- [What to do]: Write out the whole listing word for word.

- [Data records]:
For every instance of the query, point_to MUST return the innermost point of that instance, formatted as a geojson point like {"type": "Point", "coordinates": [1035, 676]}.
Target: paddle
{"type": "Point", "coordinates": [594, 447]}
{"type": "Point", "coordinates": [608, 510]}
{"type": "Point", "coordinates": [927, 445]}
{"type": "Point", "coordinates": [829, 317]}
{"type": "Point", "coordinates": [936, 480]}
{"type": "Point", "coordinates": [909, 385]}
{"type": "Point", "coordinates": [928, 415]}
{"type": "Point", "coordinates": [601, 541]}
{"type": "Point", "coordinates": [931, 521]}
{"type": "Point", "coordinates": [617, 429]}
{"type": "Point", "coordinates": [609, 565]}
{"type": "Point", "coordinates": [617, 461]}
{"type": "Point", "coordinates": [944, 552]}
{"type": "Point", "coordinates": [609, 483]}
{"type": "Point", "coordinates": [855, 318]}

- [Solution to the problem]:
For every instance of the query, point_to MUST return the innermost point of that instance, formatted as a geojson point like {"type": "Point", "coordinates": [1035, 676]}.
Target: paddle
{"type": "Point", "coordinates": [594, 447]}
{"type": "Point", "coordinates": [608, 510]}
{"type": "Point", "coordinates": [927, 445]}
{"type": "Point", "coordinates": [829, 317]}
{"type": "Point", "coordinates": [936, 480]}
{"type": "Point", "coordinates": [909, 385]}
{"type": "Point", "coordinates": [928, 415]}
{"type": "Point", "coordinates": [601, 541]}
{"type": "Point", "coordinates": [931, 521]}
{"type": "Point", "coordinates": [617, 429]}
{"type": "Point", "coordinates": [609, 565]}
{"type": "Point", "coordinates": [617, 461]}
{"type": "Point", "coordinates": [944, 552]}
{"type": "Point", "coordinates": [609, 483]}
{"type": "Point", "coordinates": [855, 318]}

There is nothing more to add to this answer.